▶ **Entries**:
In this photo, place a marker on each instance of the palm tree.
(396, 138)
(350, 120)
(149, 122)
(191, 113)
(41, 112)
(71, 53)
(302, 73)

▶ **Brief**:
Output these records as a two-column CSV with the header input,output and one row for each record. Put the record's text in input and its answer in output, enclose each field in double quotes, and replace any line breaks with spaces.

▶ **Result of the exercise**:
input,output
"In this photo, place a marker on each instance of the palm tree.","(396, 138) (350, 120) (149, 122) (191, 113) (41, 112) (71, 53) (302, 73)"